══ Quoted passage

Using a few tables to hold all Domain values: Good Idea or Bad?
A "domain" is a set of items that define the permissible values ("discrete values") that a database column may take. For example, Gender may take the values Male, Female or
Unknown. In many applications, each item is defined by a pair of values: an internal code, typically a number, and an accompanying descriptive phrase. For example, many items in questionnaires are scored on a 1-5 Likert Scale, such as:
1= Disagree strongly, 2 = Disagree Somewhat, 3 = Neutral,. 4= Agree somewhat, 5=Agree strongly.
In user interfaces, database columns based on domains are typically presented as
combo boxes, list boxes or radio button lists, depending on the application.
Combo boxes take the least space and are convenient for keyboard-oriented users;
radio-buttons are fastest to enter with the mouse, but take up more screen real
estate.
In a database where a large number of columns are based on domains, one
typically chooses to store the domain values in a table so as to simplify the
presentation and validation logic. There are two ways to do this. In one, the
database column becomes a foreign key into a table of domain values, so we have
one table for each domain. In another, we seek to combine the separate domain
tables into fewer tables in some way.

════
══ Dataset

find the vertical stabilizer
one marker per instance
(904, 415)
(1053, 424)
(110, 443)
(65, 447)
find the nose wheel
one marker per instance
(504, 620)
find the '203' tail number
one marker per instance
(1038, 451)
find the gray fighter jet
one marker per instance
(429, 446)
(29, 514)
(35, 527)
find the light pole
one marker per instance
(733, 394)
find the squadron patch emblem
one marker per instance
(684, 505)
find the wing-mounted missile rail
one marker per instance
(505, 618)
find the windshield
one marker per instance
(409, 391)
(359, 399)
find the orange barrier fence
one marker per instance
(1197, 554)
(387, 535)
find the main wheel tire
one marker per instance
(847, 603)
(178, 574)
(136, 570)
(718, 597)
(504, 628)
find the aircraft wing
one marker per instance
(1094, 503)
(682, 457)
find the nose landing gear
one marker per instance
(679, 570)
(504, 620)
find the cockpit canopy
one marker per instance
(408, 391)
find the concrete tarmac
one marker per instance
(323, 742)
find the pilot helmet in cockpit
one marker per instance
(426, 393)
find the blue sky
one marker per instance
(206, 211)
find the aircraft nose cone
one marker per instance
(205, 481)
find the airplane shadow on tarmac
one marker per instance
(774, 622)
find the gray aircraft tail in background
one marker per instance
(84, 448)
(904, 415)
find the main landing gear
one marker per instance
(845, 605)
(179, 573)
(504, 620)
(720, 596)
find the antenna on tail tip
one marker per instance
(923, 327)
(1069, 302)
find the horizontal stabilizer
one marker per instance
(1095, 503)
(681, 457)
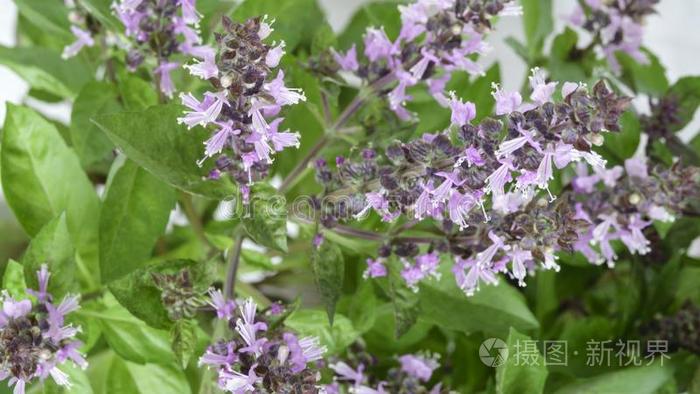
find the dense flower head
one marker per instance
(261, 358)
(487, 192)
(437, 38)
(411, 375)
(161, 29)
(249, 92)
(449, 179)
(617, 24)
(619, 203)
(34, 338)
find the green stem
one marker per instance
(342, 120)
(229, 286)
(194, 219)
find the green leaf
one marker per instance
(44, 69)
(310, 322)
(295, 20)
(140, 295)
(328, 266)
(134, 215)
(514, 376)
(102, 10)
(49, 16)
(537, 24)
(184, 340)
(90, 143)
(129, 337)
(136, 94)
(686, 92)
(638, 380)
(13, 279)
(565, 62)
(492, 309)
(266, 223)
(376, 14)
(155, 141)
(51, 246)
(127, 377)
(644, 78)
(404, 300)
(360, 307)
(42, 178)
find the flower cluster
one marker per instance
(83, 27)
(34, 339)
(450, 179)
(617, 24)
(276, 362)
(412, 376)
(161, 28)
(437, 38)
(248, 97)
(618, 204)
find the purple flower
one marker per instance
(506, 102)
(633, 237)
(541, 90)
(204, 69)
(247, 329)
(462, 113)
(83, 39)
(163, 72)
(375, 269)
(203, 112)
(347, 373)
(425, 265)
(303, 351)
(216, 143)
(469, 282)
(519, 258)
(237, 383)
(37, 342)
(274, 55)
(419, 367)
(281, 140)
(498, 179)
(12, 309)
(377, 45)
(398, 96)
(189, 11)
(459, 207)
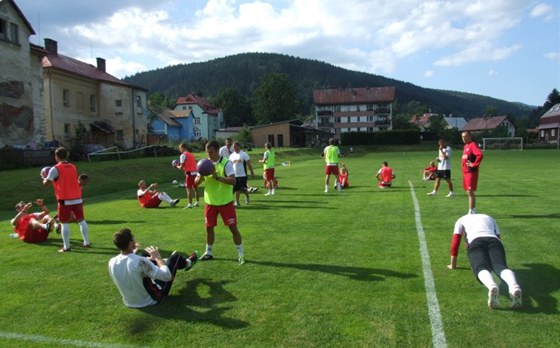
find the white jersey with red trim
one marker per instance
(473, 226)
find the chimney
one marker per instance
(101, 64)
(51, 46)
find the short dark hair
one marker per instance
(213, 144)
(61, 152)
(122, 238)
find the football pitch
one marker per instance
(359, 268)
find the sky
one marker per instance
(506, 49)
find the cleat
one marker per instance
(193, 259)
(516, 299)
(494, 298)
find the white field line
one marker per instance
(58, 341)
(438, 335)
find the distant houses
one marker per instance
(549, 125)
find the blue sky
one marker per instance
(506, 49)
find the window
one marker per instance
(14, 33)
(80, 101)
(92, 103)
(3, 26)
(66, 98)
(67, 130)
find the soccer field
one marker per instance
(358, 268)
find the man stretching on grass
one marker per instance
(486, 254)
(144, 280)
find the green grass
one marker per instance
(337, 269)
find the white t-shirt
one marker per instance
(444, 164)
(473, 226)
(225, 152)
(238, 161)
(128, 272)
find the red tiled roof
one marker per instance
(74, 66)
(203, 103)
(481, 123)
(353, 95)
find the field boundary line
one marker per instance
(59, 341)
(438, 334)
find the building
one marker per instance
(354, 109)
(175, 125)
(85, 104)
(207, 118)
(290, 133)
(481, 124)
(549, 125)
(21, 99)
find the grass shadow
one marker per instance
(539, 281)
(355, 273)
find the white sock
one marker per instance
(239, 250)
(85, 231)
(65, 232)
(509, 277)
(485, 278)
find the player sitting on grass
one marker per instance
(149, 197)
(144, 280)
(32, 227)
(486, 254)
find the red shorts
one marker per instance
(189, 181)
(269, 174)
(470, 180)
(65, 212)
(331, 170)
(227, 212)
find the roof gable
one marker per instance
(354, 95)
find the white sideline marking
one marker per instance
(438, 335)
(57, 341)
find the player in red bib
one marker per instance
(385, 176)
(470, 163)
(187, 163)
(32, 227)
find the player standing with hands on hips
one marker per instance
(470, 162)
(486, 254)
(64, 179)
(218, 196)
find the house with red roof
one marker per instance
(354, 109)
(85, 104)
(207, 118)
(549, 125)
(21, 102)
(481, 124)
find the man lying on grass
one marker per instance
(144, 280)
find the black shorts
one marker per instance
(487, 253)
(240, 184)
(444, 174)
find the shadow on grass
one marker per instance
(356, 273)
(539, 281)
(189, 306)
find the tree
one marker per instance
(275, 99)
(236, 107)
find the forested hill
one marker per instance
(244, 71)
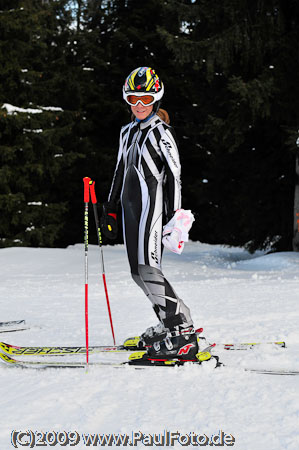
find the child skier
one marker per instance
(147, 181)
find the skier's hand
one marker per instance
(108, 220)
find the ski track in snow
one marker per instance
(234, 296)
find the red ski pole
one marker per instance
(96, 217)
(86, 181)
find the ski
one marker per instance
(137, 359)
(12, 323)
(11, 362)
(60, 351)
(8, 360)
(71, 350)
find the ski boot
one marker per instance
(151, 335)
(177, 348)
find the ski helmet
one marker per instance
(143, 82)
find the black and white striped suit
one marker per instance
(147, 180)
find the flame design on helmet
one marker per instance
(144, 80)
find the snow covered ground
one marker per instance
(234, 296)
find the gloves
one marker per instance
(176, 231)
(108, 220)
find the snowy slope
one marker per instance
(234, 296)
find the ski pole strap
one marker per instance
(93, 192)
(86, 181)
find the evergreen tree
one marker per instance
(247, 53)
(35, 140)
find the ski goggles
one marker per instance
(146, 99)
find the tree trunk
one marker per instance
(296, 210)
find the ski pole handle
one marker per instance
(86, 181)
(93, 193)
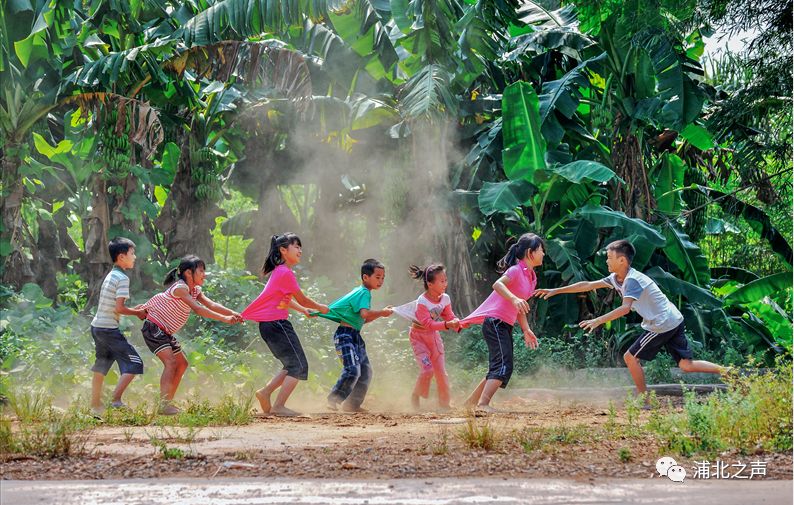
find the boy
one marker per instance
(351, 312)
(109, 342)
(661, 320)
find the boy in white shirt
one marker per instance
(661, 320)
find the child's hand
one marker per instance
(530, 340)
(454, 324)
(590, 324)
(521, 305)
(544, 293)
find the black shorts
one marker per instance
(111, 346)
(649, 344)
(498, 337)
(156, 339)
(283, 342)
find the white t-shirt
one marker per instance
(659, 315)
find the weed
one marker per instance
(440, 445)
(478, 435)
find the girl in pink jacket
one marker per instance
(433, 313)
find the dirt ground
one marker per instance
(382, 445)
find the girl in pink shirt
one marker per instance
(167, 313)
(433, 313)
(499, 312)
(270, 309)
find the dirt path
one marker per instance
(402, 492)
(529, 439)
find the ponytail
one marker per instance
(274, 258)
(427, 274)
(190, 262)
(518, 251)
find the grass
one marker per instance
(753, 415)
(479, 435)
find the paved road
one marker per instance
(398, 492)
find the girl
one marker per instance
(433, 313)
(270, 310)
(167, 312)
(498, 314)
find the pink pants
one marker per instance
(429, 353)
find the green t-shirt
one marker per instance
(347, 309)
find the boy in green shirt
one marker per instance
(351, 312)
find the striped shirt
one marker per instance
(169, 312)
(116, 285)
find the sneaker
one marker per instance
(169, 410)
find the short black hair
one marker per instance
(369, 266)
(623, 248)
(119, 245)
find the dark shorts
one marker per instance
(156, 339)
(283, 342)
(498, 337)
(111, 346)
(649, 344)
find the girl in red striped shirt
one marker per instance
(167, 313)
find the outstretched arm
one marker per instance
(578, 287)
(530, 340)
(182, 294)
(592, 324)
(370, 315)
(309, 303)
(215, 306)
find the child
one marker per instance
(167, 314)
(498, 314)
(661, 320)
(433, 313)
(270, 310)
(109, 342)
(351, 312)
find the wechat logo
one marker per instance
(667, 467)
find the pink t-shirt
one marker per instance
(521, 282)
(273, 303)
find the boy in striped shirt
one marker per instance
(109, 342)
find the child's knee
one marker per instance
(629, 358)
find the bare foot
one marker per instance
(284, 412)
(485, 409)
(264, 400)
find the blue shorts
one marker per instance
(111, 346)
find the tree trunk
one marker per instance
(16, 265)
(96, 258)
(634, 195)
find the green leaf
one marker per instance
(524, 147)
(676, 286)
(669, 178)
(698, 137)
(686, 256)
(504, 196)
(563, 254)
(580, 170)
(603, 217)
(758, 289)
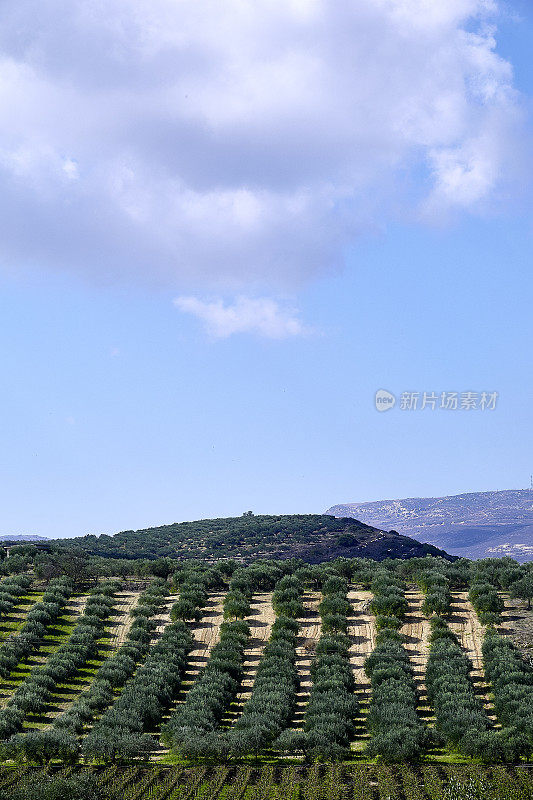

════

- Directions -
1. Condense the paragraph of the article on domain values that begins "In user interfaces, database columns" into a short bulleted list that keeps its main facts.
2. Pull out the lines of the listing starting at the line containing "find the wechat logo" and ending at the end of the listing. Leave the pictures out of your answer.

- Solutions to the problems -
1.
- Database columns based on domains are usually shown as combo boxes, list boxes or radio button lists, depending on the application.
- Combo boxes take the least space and suit keyboard-oriented users.
- Radio buttons are fastest to enter with the mouse but take up more screen space.

2.
find the wechat logo
one marker per instance
(667, 467)
find the pink t-shirt
one marker per instance
(521, 282)
(273, 303)
find the boy in striped shirt
one marker per instance
(109, 342)
find the child's knee
one marker per instance
(629, 358)
find the bare foot
one marker per instance
(284, 412)
(485, 409)
(264, 400)
find the blue shorts
one marker per instance
(111, 346)
find the tree trunk
one marker per instance
(16, 265)
(96, 258)
(634, 195)
find the green leaf
one marker per instance
(524, 147)
(676, 286)
(669, 178)
(698, 137)
(686, 256)
(504, 196)
(563, 254)
(580, 170)
(603, 217)
(758, 289)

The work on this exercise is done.